Print every entry below verbatim, line for line, but leave out the pictures.

━━━━━━━━━━━━━━━━━━━━━━━━━━━━━━

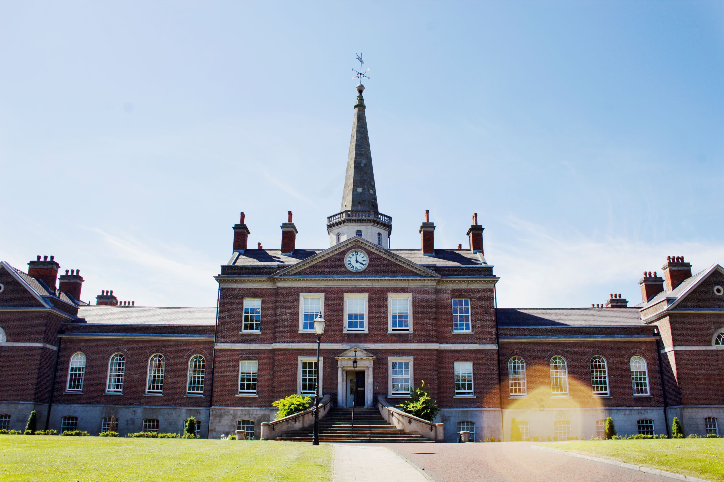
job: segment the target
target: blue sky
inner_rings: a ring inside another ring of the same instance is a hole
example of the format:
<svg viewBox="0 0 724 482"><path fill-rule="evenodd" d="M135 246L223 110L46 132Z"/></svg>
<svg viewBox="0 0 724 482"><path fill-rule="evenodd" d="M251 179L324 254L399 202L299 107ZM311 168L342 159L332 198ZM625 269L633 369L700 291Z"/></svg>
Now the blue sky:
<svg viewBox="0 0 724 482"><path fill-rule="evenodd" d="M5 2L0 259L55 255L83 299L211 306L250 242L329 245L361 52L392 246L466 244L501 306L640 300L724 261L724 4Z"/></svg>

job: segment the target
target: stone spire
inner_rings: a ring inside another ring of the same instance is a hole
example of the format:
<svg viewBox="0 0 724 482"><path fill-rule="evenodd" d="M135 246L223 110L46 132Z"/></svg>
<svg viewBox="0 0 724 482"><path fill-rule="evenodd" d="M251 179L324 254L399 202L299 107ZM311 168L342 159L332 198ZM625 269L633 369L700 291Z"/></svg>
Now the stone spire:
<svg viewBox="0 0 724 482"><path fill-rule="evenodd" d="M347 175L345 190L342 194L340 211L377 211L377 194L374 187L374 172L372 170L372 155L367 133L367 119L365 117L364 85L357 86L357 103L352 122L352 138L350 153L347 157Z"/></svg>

━━━━━━━━━━━━━━━━━━━━━━━━━━━━━━

*Response to the exercise:*
job: segment the target
target: blue sky
inner_rings: a ring inside another ring of the same instance is a hole
example of the format:
<svg viewBox="0 0 724 482"><path fill-rule="evenodd" d="M135 246L223 110L46 132Z"/></svg>
<svg viewBox="0 0 724 482"><path fill-rule="evenodd" d="M251 179L324 254L399 202L299 107ZM311 168L342 159L332 198ZM625 269L633 369L700 291Z"/></svg>
Now the blue sky:
<svg viewBox="0 0 724 482"><path fill-rule="evenodd" d="M5 2L0 259L55 255L83 299L211 306L250 242L329 245L361 52L392 246L466 244L501 306L640 300L724 261L724 4Z"/></svg>

job: segment the target
target: stone spire
inner_rings: a ring inside another ring of the same instance is a hole
example of the format:
<svg viewBox="0 0 724 482"><path fill-rule="evenodd" d="M135 246L223 110L46 132Z"/></svg>
<svg viewBox="0 0 724 482"><path fill-rule="evenodd" d="M251 179L324 254L399 202L299 107ZM311 168L342 159L332 198ZM625 269L633 369L700 291Z"/></svg>
Now the stone spire:
<svg viewBox="0 0 724 482"><path fill-rule="evenodd" d="M347 175L345 190L342 194L340 211L377 211L377 194L374 187L374 172L372 170L372 155L367 133L367 119L365 117L364 85L357 86L357 103L352 122L352 138L350 153L347 157Z"/></svg>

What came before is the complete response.